***** TEXTO DADO
A favor de los poetas
Delfina Acosta

El escritor polaco Witold Gombrowicz ha escrito un libro llamado Contra los poetas. El texto lleva dos títulos, que son: Contra la poesía (1947) y Contra los poetas (1951). La obra viaja por Internet.

No puede resultar -de ninguna manera- extraño que la gente se largue con un pliego de párrafos (o una frase despectiva) contra los creadores de los versos.

Desde el inicio de la literatura los poetas hemos sido perseguidos.


En el genial libro Don Quijote se da fe y constancia de que los poetas tienen la verbalidad contagiosa y que es bueno mantenerse a distancia prudente de ellos. Dicho en términos simples, en la obra de Miguel de Cervantes se nos acusa de locos; debemos defendernos como podamos; ese es el asunto.

En todos los tiempos se ha cuestionado la presencia de los vates en el mundo; las sociedades burguesas han discriminado a ese ser humano que no aporta a las reuniones de dispersión y coqueteo sino un trato melancólico y una conducta retraída.

El poeta ha nacido con una capacidad diferente para llevar al arte la realidad de la muerte, la guerra, la injusticia, el maltrato a los débiles y desprotegidos, el dolor y el amor.

Los filósofos, los teólogos, los artistas plásticos, los tenores, los pianistas, los novelistas, los licenciados tienen un lugar en la sociedad. Así puede leerse en sus tarjetas: “Doctor Juan Contreras. Especialista en terapia grupal”.


Hay ubicaciones selectas en las butacas para ellos. Para los poetas, de oficio abstracto, seres sin tarjetas de presentación, no. El conserje los detiene en la puerta. Les dice que no son bienvenidos.

¿Cómo puedes vivir de la poesía?
**********
***** INFORMACIÓN
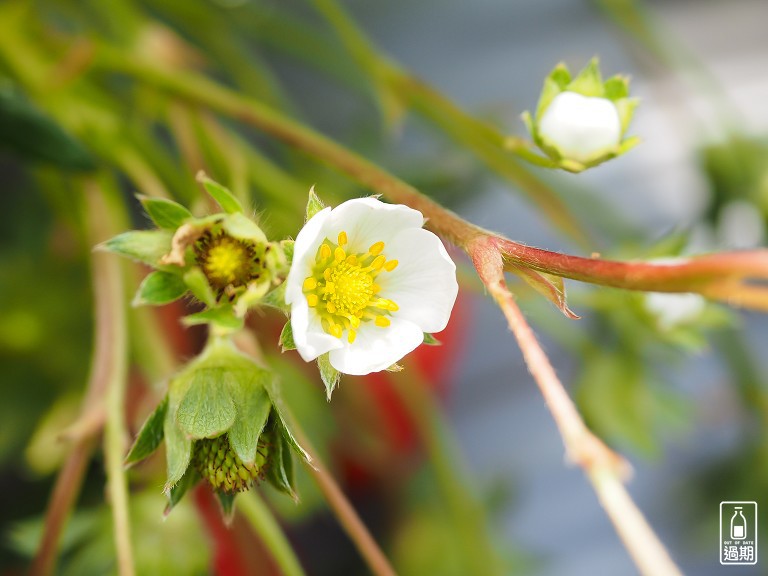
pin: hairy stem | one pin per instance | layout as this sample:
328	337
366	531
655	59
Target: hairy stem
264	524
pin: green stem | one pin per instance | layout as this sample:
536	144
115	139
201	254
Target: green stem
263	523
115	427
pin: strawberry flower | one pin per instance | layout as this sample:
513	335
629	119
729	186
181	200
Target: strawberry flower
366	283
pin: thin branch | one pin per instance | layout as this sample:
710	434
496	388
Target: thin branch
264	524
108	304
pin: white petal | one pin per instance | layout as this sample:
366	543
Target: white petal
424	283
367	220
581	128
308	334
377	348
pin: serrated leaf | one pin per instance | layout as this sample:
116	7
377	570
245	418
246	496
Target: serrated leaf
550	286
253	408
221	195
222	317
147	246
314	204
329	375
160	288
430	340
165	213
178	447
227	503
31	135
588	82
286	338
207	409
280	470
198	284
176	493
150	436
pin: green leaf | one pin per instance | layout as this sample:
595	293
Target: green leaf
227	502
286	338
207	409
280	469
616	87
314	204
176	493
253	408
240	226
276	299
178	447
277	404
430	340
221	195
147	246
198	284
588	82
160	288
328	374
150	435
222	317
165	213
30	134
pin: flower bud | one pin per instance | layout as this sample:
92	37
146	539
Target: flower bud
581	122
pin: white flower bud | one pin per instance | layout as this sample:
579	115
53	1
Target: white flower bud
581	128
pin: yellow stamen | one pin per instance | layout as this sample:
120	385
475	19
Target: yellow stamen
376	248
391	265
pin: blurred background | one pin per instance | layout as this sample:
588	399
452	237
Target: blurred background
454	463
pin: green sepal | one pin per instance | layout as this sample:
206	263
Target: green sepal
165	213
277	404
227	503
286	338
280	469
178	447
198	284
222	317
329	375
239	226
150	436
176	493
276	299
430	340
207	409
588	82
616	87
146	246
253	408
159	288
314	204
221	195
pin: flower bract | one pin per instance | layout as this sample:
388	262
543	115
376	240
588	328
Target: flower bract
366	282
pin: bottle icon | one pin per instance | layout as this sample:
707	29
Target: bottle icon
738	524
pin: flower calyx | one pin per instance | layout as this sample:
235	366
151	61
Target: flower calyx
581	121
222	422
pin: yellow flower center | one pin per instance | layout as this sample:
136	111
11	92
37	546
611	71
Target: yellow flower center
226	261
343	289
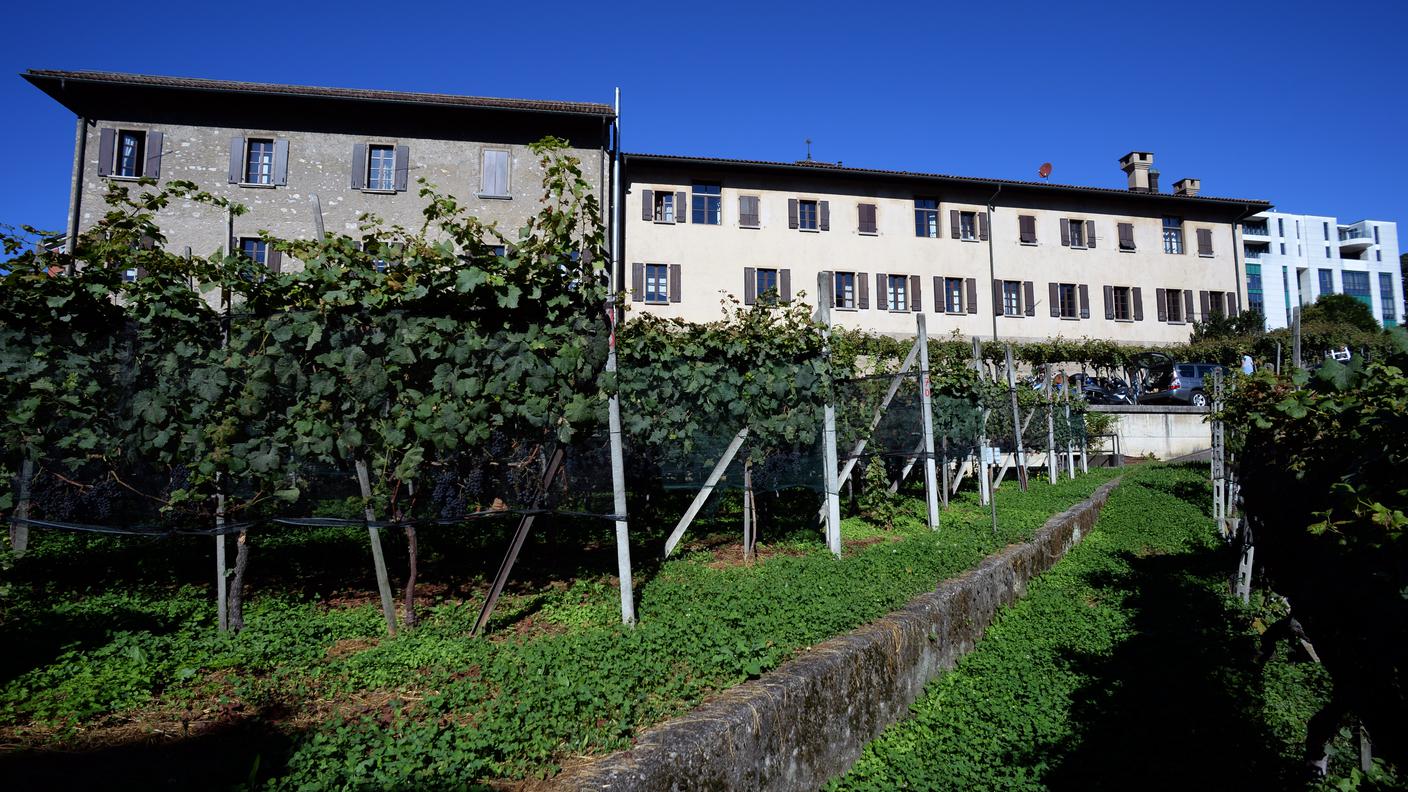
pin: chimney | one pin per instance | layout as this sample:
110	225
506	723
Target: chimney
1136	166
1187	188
**********
***** INFORMACIÓN
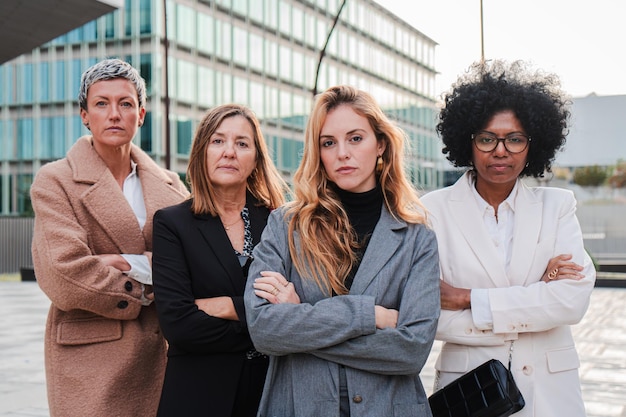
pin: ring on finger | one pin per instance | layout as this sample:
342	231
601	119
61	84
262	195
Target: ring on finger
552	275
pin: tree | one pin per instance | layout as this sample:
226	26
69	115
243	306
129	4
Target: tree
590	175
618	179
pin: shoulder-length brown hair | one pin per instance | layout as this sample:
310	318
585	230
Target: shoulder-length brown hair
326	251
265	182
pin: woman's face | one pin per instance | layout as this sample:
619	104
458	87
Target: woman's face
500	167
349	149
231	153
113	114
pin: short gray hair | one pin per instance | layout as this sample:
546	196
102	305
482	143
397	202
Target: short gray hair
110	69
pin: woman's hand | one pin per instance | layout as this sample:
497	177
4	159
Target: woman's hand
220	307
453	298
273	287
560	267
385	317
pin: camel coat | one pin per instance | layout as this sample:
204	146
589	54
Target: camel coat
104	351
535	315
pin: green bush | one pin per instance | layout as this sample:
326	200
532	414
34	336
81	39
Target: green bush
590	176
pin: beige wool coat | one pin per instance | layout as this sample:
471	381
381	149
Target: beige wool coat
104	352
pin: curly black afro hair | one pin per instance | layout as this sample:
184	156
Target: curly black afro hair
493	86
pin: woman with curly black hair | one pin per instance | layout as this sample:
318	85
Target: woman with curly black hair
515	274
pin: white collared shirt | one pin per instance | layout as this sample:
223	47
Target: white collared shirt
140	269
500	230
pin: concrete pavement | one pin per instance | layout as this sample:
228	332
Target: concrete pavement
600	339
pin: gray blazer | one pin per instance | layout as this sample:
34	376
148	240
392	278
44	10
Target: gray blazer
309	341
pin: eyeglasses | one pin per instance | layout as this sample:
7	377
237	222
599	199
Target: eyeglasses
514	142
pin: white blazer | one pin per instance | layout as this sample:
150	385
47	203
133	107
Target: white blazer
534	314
**********
***** INFORMACIÓN
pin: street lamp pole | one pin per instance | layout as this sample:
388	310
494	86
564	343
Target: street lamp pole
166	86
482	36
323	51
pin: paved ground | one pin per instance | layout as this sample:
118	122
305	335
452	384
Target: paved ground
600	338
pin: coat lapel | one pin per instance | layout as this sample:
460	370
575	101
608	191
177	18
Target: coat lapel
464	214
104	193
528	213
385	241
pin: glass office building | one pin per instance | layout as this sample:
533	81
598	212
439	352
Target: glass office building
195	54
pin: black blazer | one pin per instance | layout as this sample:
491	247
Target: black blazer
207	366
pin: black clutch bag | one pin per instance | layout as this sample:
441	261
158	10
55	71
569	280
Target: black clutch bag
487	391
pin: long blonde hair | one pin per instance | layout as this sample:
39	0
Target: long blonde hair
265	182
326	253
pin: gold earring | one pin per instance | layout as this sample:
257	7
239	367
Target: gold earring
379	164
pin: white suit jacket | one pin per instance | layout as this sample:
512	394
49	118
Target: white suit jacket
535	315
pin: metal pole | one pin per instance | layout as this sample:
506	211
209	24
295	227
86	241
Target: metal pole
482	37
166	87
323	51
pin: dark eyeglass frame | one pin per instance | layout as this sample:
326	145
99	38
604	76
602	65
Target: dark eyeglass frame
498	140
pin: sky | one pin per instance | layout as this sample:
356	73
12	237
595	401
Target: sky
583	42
**********
TU TAREA: Según el texto dado, ¿qué dos títulos lleva el libro de Witold Gombrowicz y qué año corresponde a cada uno? Responde basándote únicamente en el texto dado.

RESPUESTA ESPERADA: Contra la poesía, de 1947, y Contra los poetas, de 1951.